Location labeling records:
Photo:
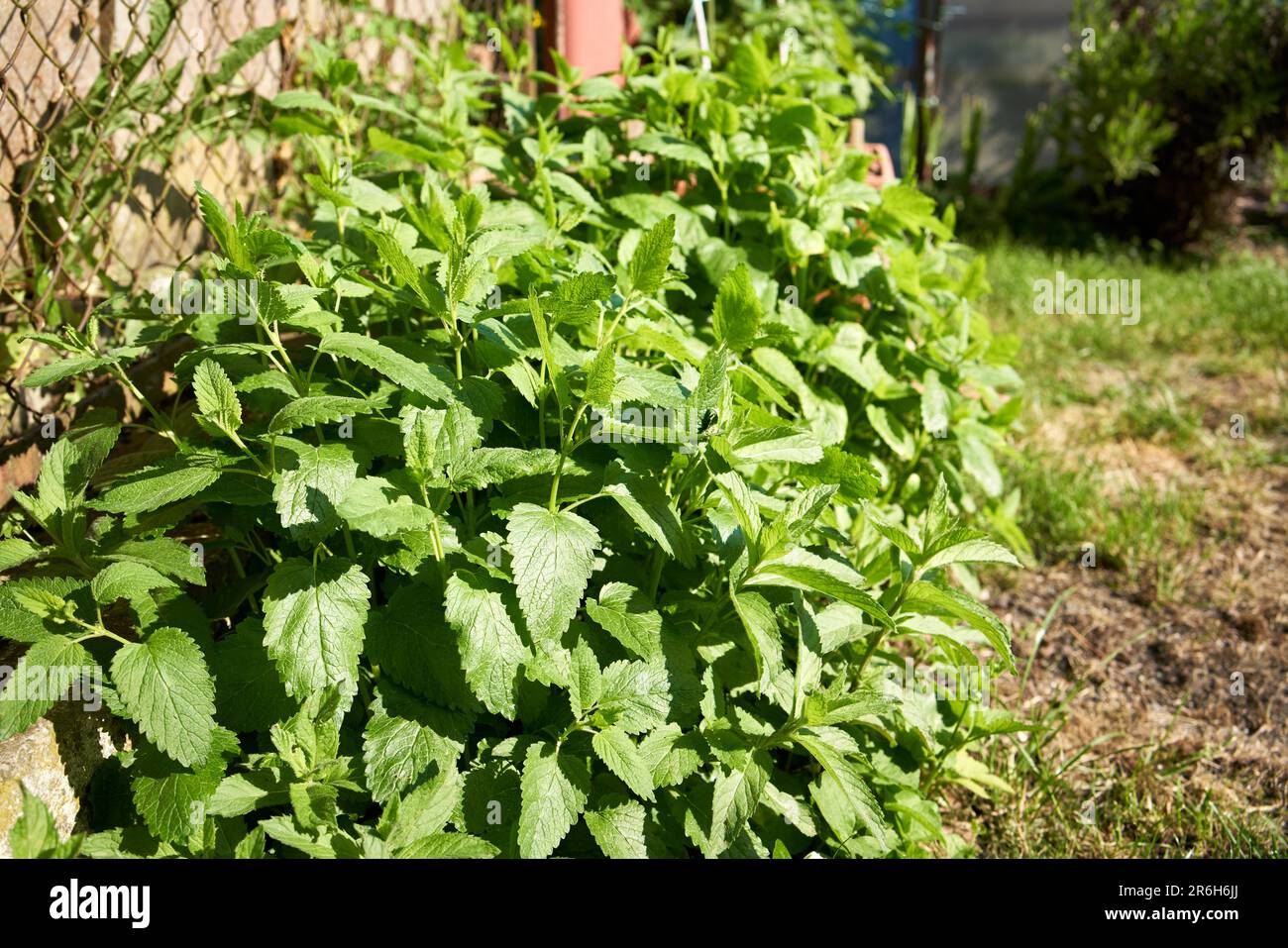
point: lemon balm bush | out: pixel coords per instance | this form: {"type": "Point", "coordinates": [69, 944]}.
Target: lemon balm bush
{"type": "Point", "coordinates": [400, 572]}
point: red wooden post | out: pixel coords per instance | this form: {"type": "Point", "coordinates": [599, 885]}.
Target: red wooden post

# [Task prompt]
Copy out all the records exactly, excluding pictures.

# [Written reply]
Photo:
point: lemon balm bush | out: pixel coords per instance | this form: {"type": "Point", "coordinates": [69, 944]}.
Target: lemon balm bush
{"type": "Point", "coordinates": [400, 572]}
point: red wooden post | out: pixel coords per instance | this form: {"type": "Point", "coordinates": [599, 885]}.
Target: red wooden post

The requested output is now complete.